There are four main research directions in the Group of Evolving Interactions.
Direction 1
Focuses on the effects of higher-order multi-player biological interactions on collective behavior and the maintenance of coexistence in spatially heterogeneous and temporally varying metacommunities. The research questions are motivated by pressing environmental and socioeconomic problems such as the transmission of pathogens by carrier species (e.g., the transmission of avian influenza to humans and farmed poultry by migrating birds). We combine evolutionary game theoretic modeling and lab experiments in microbial systems to make predictions about the effects of dispersal rates, habitat network structure and connectivity, and environmental fluctuations on coexistence that can be tested in diverse metacommunities of animals and microorganisms.
# # # #
WHAT TO DO »
[a] In the description of the group's research directions, what motivates the research questions of Direction 1?
[b] Extend the description of the group's research directions, picking up after its paragraph on Direction 1.
# # # #
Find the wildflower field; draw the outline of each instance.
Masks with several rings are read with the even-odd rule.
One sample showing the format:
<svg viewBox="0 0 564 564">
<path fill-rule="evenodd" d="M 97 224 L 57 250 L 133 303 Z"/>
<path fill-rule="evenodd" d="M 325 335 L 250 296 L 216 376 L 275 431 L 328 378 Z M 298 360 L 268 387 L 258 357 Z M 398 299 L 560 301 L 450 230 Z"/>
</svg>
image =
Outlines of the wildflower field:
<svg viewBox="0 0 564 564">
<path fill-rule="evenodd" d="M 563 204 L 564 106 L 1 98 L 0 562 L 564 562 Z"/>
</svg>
# # # #
RESPONSES BY TASK »
[a] Direction 1's research questions are motivated by pressing environmental and socioeconomic problems. One example is the transmission of pathogens by carrier species, such as migrating birds passing avian influenza to humans and farmed poultry.

[b]
Direction 2
Focuses on developing Evolutionary Game Theory models to understand collective animal behaviors in changing social and natural environments, such as the initiation and resolution of intergroup conflicts in primates, the coevolution of sex-biased dispersal and mating system under the impact of climate change, and the evolution of social competence (e.g., the ability to take another’s perspective and adaptively change behavior according to the situation) in group-living animals. The distinct innovation of the project is to expand Evolutionary Game Theory to investigate an unexplored area of changing social and natural environments, besides answering outstanding open questions in collective animal behaviour. The success of the project will lead to a paradigm shift in the focus of Evolutionary Game Theory from the analysis of evolutionarily stable strategy (ESS) to stochastic temporal dynamics that are more relevant in the imminent timescale.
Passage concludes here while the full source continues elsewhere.